#### Data to use

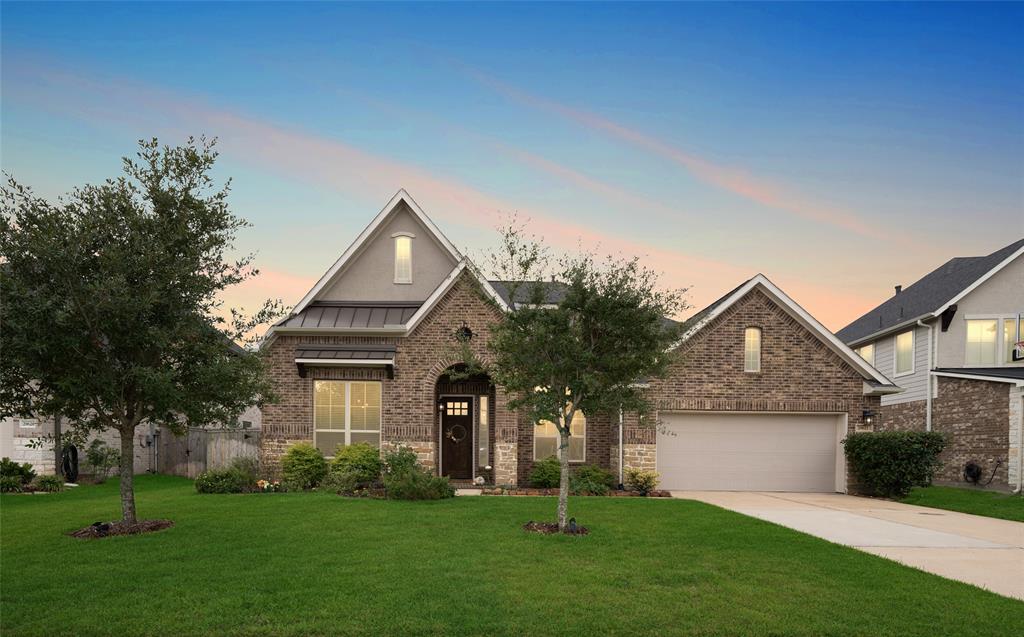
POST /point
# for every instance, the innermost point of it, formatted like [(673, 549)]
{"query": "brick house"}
[(759, 397), (953, 342)]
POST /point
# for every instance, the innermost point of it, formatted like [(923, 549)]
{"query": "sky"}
[(838, 149)]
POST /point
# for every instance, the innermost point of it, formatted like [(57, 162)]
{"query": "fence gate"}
[(200, 450)]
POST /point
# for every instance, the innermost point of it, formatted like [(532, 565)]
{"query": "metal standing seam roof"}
[(927, 295), (1010, 373), (327, 314), (344, 352)]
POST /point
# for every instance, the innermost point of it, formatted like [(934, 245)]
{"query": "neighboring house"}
[(760, 397), (950, 341)]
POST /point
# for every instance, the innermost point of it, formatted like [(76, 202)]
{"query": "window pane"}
[(1010, 338), (545, 447), (752, 349), (904, 352), (328, 441), (329, 405), (981, 342), (578, 447), (483, 434), (403, 259), (373, 438)]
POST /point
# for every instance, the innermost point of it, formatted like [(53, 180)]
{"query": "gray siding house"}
[(952, 341)]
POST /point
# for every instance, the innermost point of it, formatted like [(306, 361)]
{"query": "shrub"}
[(101, 458), (546, 473), (303, 467), (591, 480), (11, 484), (227, 480), (399, 461), (417, 483), (340, 481), (23, 472), (404, 479), (49, 483), (641, 481), (891, 463), (359, 461)]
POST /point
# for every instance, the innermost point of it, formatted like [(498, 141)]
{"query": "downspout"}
[(622, 453), (1020, 452), (928, 395)]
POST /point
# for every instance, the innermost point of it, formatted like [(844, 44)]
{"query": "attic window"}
[(402, 257)]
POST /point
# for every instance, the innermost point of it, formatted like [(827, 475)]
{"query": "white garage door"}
[(748, 452)]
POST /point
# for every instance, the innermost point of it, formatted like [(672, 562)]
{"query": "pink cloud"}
[(334, 164), (730, 179)]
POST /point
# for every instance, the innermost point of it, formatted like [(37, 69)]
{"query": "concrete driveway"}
[(978, 550)]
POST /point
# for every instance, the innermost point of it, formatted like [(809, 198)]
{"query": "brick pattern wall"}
[(409, 412), (903, 417), (799, 373), (976, 416)]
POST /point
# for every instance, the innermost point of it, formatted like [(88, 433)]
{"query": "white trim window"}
[(982, 342), (1013, 332), (866, 352), (546, 439), (402, 259), (903, 353), (345, 413), (752, 349), (483, 433)]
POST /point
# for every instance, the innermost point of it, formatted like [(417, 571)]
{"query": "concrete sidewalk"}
[(978, 550)]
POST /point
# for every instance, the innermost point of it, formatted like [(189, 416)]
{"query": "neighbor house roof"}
[(931, 295), (1007, 374)]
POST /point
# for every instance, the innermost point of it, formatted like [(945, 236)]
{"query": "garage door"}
[(748, 452)]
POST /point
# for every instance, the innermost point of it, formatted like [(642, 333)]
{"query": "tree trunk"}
[(127, 473), (563, 482)]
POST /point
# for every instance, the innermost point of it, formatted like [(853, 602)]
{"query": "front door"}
[(457, 437)]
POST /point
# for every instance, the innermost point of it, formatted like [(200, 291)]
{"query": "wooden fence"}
[(200, 450)]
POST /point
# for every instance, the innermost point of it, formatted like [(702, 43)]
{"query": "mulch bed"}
[(103, 529), (549, 528), (501, 491)]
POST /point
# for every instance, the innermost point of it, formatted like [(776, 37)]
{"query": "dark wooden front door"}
[(457, 437)]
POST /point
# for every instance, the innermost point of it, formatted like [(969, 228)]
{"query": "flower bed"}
[(529, 491)]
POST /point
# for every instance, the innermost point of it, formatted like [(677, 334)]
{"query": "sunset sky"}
[(840, 150)]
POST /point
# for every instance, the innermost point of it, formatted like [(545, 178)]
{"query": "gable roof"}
[(708, 314), (311, 315), (401, 197), (932, 294)]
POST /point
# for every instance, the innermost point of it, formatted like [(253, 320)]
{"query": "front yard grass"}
[(316, 564), (975, 501)]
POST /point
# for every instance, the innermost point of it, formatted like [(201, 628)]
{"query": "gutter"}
[(928, 395)]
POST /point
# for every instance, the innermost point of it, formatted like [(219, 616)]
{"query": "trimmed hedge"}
[(891, 463)]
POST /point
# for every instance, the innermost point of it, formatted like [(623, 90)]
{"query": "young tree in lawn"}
[(111, 307), (588, 350)]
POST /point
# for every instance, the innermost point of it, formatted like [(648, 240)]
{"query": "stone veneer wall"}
[(409, 411), (799, 373)]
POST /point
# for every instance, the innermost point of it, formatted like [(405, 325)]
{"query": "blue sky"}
[(838, 149)]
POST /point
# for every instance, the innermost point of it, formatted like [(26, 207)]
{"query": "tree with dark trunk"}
[(581, 335), (111, 308)]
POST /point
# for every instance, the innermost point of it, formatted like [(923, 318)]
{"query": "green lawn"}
[(974, 501), (314, 563)]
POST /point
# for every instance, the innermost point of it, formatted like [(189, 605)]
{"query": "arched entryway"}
[(465, 424)]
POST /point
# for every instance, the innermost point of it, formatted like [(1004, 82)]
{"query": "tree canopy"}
[(111, 302)]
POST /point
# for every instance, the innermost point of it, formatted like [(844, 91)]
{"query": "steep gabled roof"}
[(401, 197), (931, 295), (708, 314)]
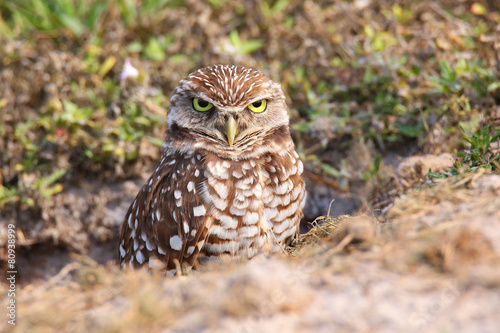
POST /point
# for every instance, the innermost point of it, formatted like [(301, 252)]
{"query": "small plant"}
[(484, 152)]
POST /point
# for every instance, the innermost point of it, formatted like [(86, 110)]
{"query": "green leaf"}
[(154, 50)]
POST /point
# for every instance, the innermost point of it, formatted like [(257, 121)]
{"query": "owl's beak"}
[(231, 130)]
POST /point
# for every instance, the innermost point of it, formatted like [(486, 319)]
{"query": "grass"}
[(389, 76)]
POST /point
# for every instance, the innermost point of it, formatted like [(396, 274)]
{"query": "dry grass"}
[(420, 268)]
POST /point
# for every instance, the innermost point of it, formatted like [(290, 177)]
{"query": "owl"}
[(229, 179)]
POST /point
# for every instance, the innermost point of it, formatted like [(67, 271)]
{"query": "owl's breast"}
[(242, 199)]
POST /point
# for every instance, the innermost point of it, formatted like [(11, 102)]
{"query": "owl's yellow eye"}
[(258, 106), (201, 105)]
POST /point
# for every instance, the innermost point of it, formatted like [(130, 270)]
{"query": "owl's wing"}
[(284, 195), (168, 219)]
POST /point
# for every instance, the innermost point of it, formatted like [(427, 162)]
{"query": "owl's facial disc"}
[(231, 130)]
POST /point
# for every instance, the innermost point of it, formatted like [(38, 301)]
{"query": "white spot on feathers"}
[(176, 243)]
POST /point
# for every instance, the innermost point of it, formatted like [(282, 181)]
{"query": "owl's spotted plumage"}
[(229, 180)]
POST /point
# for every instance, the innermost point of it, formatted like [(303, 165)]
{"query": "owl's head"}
[(230, 110)]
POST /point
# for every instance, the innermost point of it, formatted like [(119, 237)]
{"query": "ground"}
[(393, 109)]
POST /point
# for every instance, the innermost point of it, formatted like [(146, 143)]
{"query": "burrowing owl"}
[(229, 179)]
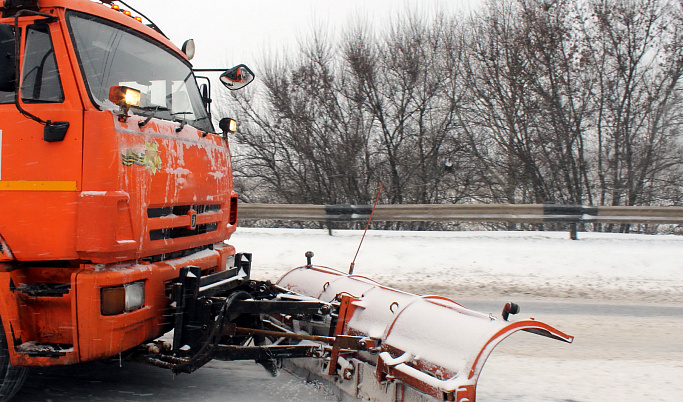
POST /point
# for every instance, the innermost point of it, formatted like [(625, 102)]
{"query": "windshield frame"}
[(203, 120)]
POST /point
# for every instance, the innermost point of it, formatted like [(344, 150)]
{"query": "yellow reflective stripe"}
[(27, 185)]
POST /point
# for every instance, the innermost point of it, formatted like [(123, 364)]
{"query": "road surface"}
[(621, 353)]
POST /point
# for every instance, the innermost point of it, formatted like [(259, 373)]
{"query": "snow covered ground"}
[(621, 296), (480, 265)]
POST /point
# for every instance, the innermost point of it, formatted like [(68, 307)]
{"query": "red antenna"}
[(353, 263)]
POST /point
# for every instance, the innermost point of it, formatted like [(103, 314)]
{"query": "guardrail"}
[(513, 213)]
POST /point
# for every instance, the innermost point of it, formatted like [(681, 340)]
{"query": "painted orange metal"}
[(76, 212)]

########

Work required = Write out exactly the lines above, from the very first through the line containing "like [(306, 361)]", both kept, with the pictures removed.

Written reply =
POST /point
# for every instance, the innermost point of it, formatted like [(673, 549)]
{"query": "brick house"}
[(759, 397), (953, 342)]
POST /point
# for every instance, the innermost point of it, formatted like [(923, 549)]
{"query": "sky"}
[(838, 149)]
POST /point
# for every instance, the innermost point of it, formatted like [(57, 162)]
{"query": "fence gate"}
[(200, 450)]
POST /point
# for every instance, the innermost point of it, formatted like [(532, 565)]
{"query": "metal standing seam roof"}
[(927, 295), (1010, 373), (327, 314), (344, 352)]
POST /point
# for every instance, the innermost point of it, formatted like [(934, 245)]
{"query": "neighboring house"}
[(760, 397), (950, 341)]
POST /point
# for every instance, the innermost point of it, formatted like [(76, 202)]
{"query": "window pane"}
[(1010, 338), (545, 447), (752, 349), (904, 352), (328, 441), (329, 405), (981, 342), (578, 447), (483, 434), (403, 259), (373, 438)]
POST /point
# for every instance, the innermost point of it, formatted like [(53, 180)]
{"query": "gray siding house"}
[(952, 341)]
POST /point
# for every instance, the innermost point of it, formatted like [(306, 361)]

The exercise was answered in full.